#### EXERCISE INSTRUCTIONS:
Give back exactly the first lines of the entries below, through the line with "Interiors are defined by the even-odd rule.".

#### INPUT RECORDS:
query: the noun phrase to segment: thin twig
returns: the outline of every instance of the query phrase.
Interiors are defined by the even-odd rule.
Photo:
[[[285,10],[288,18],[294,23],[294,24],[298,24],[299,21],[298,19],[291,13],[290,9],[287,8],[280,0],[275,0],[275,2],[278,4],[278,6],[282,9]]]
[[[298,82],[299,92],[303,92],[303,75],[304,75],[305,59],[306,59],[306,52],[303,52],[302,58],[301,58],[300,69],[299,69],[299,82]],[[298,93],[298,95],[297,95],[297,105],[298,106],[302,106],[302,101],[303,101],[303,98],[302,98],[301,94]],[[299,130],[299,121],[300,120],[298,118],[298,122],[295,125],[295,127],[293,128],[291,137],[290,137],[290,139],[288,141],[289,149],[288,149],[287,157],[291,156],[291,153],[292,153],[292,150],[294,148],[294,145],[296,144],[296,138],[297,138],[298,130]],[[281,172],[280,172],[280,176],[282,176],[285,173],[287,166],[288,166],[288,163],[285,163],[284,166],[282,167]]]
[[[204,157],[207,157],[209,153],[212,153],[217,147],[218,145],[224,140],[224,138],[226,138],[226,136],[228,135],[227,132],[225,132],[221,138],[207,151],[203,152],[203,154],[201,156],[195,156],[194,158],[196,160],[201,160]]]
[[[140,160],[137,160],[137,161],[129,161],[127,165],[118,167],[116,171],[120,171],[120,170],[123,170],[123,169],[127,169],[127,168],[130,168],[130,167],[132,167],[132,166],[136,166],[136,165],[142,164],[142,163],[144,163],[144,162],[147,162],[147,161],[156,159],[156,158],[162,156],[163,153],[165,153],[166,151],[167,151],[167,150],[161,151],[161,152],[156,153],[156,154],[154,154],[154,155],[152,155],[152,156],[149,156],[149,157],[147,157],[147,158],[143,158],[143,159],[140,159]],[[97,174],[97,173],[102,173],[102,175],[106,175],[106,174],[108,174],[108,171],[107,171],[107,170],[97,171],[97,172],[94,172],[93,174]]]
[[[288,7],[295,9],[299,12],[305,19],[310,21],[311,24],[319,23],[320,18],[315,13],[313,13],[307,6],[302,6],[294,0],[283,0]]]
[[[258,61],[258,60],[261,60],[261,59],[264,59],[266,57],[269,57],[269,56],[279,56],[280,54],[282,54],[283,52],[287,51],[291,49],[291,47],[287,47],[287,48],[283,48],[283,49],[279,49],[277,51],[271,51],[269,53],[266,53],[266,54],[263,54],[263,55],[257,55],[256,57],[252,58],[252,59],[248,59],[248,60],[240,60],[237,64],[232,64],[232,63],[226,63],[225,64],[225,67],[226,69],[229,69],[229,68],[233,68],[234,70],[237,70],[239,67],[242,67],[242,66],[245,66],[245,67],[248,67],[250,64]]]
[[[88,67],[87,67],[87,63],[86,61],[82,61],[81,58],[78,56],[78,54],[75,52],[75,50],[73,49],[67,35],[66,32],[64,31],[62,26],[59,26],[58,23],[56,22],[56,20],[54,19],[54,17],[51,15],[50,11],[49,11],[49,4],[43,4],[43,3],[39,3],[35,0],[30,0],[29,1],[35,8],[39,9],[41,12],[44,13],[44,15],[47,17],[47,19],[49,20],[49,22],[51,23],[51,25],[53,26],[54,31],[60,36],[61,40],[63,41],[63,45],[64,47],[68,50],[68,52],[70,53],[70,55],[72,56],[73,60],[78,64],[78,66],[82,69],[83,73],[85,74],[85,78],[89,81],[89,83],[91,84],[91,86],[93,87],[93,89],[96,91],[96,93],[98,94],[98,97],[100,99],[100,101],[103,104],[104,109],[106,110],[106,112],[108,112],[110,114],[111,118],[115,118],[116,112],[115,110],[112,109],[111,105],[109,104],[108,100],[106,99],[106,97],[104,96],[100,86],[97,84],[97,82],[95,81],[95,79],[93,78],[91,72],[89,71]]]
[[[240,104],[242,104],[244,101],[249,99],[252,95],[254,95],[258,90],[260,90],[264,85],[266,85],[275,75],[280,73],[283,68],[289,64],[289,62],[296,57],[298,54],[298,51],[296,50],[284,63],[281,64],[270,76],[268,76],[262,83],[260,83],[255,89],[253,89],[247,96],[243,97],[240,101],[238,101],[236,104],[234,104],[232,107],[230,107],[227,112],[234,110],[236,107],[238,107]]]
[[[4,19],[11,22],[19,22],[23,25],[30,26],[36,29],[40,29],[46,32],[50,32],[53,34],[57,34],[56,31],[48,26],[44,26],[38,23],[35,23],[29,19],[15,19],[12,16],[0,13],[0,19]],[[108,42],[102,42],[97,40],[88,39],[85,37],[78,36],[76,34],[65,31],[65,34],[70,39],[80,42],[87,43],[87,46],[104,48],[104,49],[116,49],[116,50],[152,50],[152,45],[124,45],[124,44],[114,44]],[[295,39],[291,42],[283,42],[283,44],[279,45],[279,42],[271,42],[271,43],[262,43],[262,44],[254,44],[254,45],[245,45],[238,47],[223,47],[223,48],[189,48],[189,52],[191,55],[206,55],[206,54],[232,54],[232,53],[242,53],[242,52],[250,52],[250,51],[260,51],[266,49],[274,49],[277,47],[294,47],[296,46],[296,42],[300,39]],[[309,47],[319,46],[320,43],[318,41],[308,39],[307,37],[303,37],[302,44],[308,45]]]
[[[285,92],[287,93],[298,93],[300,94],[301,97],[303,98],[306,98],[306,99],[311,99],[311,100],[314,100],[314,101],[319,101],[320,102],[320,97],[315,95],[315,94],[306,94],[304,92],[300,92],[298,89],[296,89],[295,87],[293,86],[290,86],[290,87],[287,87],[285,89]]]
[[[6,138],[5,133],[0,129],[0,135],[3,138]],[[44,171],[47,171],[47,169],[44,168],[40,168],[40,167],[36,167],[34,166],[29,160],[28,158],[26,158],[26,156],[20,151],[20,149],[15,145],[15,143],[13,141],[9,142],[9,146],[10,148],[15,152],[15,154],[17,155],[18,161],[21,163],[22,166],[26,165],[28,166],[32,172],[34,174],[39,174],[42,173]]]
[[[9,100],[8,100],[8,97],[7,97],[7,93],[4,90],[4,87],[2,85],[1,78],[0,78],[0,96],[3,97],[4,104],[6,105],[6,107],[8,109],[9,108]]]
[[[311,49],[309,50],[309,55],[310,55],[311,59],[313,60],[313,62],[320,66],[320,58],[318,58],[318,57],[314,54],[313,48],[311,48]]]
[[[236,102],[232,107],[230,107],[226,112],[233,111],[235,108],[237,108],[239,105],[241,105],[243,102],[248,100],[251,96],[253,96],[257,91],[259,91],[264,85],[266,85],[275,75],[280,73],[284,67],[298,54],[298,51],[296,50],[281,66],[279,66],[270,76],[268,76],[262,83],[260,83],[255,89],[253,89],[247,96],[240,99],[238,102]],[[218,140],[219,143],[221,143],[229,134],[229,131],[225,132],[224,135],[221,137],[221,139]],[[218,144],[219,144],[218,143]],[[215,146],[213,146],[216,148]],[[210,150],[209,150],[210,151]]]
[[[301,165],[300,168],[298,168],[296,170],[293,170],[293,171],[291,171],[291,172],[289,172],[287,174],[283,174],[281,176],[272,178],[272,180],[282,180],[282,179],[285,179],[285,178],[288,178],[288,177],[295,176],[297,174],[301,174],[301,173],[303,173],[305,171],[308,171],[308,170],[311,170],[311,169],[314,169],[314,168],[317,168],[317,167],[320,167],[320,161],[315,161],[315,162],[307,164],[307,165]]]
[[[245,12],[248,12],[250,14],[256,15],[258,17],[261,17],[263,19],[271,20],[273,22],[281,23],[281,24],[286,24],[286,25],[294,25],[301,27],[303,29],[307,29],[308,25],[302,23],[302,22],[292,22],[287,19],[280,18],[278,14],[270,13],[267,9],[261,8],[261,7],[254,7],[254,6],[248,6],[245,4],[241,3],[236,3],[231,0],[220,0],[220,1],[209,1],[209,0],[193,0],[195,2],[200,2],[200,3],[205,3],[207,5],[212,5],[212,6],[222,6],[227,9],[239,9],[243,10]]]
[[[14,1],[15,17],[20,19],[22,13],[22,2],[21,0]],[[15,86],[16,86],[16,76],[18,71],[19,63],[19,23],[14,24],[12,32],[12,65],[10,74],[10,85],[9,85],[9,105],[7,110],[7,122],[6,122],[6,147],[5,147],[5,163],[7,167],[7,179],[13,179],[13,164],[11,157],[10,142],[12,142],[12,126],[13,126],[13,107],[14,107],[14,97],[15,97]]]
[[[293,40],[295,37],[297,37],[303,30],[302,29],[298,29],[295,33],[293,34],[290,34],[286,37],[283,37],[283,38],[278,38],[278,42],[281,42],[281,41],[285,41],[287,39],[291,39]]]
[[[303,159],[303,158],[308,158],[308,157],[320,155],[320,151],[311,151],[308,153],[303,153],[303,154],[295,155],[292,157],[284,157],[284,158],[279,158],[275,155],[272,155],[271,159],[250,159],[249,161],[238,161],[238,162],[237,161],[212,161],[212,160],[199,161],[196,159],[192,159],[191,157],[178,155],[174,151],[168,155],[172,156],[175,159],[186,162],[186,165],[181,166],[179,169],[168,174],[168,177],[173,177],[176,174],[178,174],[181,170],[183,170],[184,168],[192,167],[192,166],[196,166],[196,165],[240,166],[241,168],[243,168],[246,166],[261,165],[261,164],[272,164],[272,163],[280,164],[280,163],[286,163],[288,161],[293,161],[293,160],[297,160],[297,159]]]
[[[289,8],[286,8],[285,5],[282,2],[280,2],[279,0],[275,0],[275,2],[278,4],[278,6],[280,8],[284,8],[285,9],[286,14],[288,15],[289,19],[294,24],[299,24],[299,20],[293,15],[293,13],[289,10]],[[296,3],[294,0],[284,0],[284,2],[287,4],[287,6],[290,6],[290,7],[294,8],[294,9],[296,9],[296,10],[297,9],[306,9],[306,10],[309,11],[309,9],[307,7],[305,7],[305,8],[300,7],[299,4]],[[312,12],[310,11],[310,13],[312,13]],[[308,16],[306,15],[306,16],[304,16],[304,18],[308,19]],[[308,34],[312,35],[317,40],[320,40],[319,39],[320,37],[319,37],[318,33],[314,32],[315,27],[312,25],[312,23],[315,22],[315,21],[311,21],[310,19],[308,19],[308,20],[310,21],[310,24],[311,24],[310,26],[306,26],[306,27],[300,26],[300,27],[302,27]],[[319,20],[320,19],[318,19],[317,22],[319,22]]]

#### EXERCISE ANSWER:
query: the noun phrase to segment: thin twig
returns: the outline of every instance of the query phrase.
Interiors are defined by the even-odd rule.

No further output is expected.